Texte cité -
J'ai cité des noms, non pour attaquer des personnes en particulier, mais parce qu'elles sont parmi les plus éminentes ici en France qui ont sauté sur l'occasion de l'annonce du DoE pour prêcher pour leur boutique dans les media. Les informations qu'elles ont fournies ne sont pas toutes à rejeter, loin de là. Si la plupart appelaient une analyse plutôt serrée (ce que la novlangue appelle un "décryptage", comme si elles étaient transmises via des messages ésotériques), certaines avaient une portée pédagogique incontestable, notamment les explications d'Etienne Klein sur la physique des fusions nucléaires et sur la conservation de la matière/énergie. Cependant, le commun des mortels dont les connaissance scientifiques ne dépassent, en général, malheureusement pas le niveau des vases communicants et la mécanique d'une bicyclette, aura vraisemblablement reçu comme scientifiques, et les explications préliminaires sur la fusion et l'énergie, et les assertions doctrinaires sur tout l'intérêt de poursuivre l'exaltante aventure d'ITER. Les premières étant évidemment destinées à faire gober les secondes, car on ne va pas faire injure à l'expérience d'Etienne Klein de mettre sur le compte de l'improvisation une construction réthorique aussi efficace.

    Tant que l'information sur ce type de question restera l'apanage des lobbies "promoteurs", public et gouvernants seront abusés et menés en bateau.

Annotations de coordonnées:
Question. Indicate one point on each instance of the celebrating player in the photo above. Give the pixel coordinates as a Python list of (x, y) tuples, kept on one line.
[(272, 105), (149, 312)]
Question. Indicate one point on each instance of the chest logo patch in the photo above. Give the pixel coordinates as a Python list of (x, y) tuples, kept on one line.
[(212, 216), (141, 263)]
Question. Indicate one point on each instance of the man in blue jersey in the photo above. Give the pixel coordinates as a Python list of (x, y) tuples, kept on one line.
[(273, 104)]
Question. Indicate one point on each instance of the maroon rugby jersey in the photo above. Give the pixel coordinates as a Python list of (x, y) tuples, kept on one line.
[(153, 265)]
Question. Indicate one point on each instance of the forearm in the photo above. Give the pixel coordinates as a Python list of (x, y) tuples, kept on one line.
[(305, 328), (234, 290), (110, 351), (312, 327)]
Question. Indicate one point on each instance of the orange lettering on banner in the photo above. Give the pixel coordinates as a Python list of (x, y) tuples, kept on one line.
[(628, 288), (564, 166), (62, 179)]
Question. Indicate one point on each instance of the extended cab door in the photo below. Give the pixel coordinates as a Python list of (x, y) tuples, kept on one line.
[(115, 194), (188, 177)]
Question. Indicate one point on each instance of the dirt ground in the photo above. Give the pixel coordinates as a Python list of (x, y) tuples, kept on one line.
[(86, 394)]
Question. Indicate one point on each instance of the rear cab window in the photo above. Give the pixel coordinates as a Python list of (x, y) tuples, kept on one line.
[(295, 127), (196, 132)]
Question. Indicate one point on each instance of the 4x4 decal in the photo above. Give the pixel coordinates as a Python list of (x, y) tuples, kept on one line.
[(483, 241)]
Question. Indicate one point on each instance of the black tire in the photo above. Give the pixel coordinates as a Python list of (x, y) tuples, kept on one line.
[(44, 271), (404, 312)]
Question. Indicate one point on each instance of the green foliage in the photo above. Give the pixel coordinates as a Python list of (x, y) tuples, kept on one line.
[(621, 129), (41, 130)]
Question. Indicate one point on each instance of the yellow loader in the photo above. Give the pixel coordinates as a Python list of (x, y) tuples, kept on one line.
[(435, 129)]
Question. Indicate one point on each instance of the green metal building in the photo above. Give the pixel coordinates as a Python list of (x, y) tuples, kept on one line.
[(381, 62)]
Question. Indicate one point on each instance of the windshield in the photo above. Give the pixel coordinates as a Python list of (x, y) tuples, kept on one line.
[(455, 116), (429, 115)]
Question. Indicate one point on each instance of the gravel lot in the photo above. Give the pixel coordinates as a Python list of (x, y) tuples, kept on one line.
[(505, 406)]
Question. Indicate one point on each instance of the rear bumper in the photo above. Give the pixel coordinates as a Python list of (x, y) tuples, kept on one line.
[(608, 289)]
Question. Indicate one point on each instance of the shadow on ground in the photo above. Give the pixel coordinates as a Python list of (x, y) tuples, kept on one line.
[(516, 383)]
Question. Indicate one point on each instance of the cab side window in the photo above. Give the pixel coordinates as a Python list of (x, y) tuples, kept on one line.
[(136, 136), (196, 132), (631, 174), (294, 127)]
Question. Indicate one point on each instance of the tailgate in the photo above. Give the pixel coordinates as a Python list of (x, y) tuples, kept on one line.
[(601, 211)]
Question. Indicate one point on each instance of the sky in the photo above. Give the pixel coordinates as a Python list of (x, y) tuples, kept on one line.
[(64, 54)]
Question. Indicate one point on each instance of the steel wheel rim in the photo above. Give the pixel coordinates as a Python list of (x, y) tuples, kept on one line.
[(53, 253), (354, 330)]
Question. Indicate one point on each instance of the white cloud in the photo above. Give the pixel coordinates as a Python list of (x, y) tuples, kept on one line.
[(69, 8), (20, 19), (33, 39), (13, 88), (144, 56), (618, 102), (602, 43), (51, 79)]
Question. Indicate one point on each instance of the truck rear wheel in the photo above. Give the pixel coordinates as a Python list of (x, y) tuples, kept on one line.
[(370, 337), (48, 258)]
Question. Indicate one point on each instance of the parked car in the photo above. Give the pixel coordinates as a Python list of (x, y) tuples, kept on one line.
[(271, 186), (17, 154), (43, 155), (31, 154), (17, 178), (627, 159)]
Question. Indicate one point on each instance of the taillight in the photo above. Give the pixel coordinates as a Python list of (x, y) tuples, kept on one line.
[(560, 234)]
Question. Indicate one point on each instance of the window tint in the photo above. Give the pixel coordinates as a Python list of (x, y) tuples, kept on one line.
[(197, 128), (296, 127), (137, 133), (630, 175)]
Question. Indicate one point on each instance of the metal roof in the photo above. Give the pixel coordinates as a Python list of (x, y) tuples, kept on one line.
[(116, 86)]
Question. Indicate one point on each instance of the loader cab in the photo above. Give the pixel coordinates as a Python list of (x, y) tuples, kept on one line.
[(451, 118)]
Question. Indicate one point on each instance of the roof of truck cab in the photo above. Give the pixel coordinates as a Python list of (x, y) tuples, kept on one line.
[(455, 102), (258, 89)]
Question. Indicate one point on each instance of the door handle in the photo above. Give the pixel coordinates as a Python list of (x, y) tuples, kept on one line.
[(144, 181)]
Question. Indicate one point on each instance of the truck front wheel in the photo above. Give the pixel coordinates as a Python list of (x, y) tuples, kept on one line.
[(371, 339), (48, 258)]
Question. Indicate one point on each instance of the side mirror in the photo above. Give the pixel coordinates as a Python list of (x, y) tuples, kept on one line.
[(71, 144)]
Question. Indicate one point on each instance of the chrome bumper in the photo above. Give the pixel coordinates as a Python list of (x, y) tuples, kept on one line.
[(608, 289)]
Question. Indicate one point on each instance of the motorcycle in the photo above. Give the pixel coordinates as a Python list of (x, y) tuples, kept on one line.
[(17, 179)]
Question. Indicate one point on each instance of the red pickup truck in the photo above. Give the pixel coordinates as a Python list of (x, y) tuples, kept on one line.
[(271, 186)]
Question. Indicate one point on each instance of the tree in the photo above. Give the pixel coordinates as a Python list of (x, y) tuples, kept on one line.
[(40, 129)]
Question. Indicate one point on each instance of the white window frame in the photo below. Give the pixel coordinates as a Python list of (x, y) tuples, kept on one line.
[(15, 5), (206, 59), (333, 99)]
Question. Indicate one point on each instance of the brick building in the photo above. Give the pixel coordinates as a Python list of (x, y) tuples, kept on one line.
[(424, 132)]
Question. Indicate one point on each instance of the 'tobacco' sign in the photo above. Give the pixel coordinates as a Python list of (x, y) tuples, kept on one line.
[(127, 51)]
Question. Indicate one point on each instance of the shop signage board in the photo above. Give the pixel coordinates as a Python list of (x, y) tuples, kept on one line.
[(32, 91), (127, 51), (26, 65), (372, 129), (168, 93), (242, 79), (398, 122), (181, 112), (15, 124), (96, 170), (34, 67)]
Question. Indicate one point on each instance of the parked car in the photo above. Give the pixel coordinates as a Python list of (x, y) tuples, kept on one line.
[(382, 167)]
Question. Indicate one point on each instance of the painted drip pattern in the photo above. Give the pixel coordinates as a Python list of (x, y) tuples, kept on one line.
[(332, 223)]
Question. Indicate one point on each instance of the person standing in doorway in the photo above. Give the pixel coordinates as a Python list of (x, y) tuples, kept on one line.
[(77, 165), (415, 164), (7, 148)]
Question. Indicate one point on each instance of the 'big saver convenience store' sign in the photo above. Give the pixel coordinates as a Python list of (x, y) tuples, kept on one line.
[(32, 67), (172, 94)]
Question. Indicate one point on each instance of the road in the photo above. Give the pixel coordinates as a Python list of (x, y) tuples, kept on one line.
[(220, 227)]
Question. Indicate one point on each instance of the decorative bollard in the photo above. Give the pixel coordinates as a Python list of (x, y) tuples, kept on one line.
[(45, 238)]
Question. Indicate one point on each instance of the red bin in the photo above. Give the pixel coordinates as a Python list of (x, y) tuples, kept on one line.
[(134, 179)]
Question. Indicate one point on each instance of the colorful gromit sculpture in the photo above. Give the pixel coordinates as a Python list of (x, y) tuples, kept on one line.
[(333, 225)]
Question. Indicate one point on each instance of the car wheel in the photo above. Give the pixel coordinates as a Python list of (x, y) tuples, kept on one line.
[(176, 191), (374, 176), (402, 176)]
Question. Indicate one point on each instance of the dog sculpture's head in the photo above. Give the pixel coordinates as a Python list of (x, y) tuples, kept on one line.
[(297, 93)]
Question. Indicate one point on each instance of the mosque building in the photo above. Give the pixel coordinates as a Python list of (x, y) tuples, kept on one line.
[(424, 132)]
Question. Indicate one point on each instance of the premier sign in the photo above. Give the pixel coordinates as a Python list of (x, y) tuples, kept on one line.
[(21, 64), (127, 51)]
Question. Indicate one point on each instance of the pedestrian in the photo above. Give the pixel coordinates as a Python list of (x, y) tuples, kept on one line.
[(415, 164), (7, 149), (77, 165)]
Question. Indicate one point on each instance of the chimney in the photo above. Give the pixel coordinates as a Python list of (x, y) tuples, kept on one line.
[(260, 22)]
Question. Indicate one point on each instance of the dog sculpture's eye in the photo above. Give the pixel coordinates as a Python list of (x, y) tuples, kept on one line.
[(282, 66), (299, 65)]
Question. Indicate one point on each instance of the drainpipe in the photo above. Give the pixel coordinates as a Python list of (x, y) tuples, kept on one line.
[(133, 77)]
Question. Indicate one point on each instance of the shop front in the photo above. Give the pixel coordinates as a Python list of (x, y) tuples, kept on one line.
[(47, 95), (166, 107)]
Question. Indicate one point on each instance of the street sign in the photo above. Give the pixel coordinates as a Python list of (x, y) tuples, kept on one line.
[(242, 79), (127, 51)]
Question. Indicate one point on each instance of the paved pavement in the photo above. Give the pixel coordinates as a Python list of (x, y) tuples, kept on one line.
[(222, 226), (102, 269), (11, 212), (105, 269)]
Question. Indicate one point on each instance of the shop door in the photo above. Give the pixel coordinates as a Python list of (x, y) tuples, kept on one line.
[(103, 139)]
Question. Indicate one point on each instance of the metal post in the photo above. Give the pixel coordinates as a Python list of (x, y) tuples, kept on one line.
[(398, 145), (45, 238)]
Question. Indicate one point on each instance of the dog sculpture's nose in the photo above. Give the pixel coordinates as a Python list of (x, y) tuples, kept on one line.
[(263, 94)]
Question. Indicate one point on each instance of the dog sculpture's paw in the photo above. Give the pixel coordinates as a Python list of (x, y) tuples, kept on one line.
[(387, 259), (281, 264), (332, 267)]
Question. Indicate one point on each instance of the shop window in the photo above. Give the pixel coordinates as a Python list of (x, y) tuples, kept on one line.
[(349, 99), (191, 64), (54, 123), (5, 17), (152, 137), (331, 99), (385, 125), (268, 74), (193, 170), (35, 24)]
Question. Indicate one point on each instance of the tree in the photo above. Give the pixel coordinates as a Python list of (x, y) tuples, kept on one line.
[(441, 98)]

Exercices à réaliser -
[1] Traduisez en anglais cette phrase du texte cité : « Les informations qu'elles ont fournies ne sont pas toutes à rejeter, loin de là. »
[2] Reprenez le passage du texte cité situé entre « Tant que l'information » et « menés en bateau. », inclus, en renommant « lobbies » en « groupes de pression ».
Appuyez-vous uniquement sur le texte cité.

Les réponses -
[1] The information they provided is not all to be dismissed, far from it.

[2]
Tant que l'information sur ce type de question restera l'apanage des groupes de pression "promoteurs", public et gouvernants seront abusés et menés en bateau.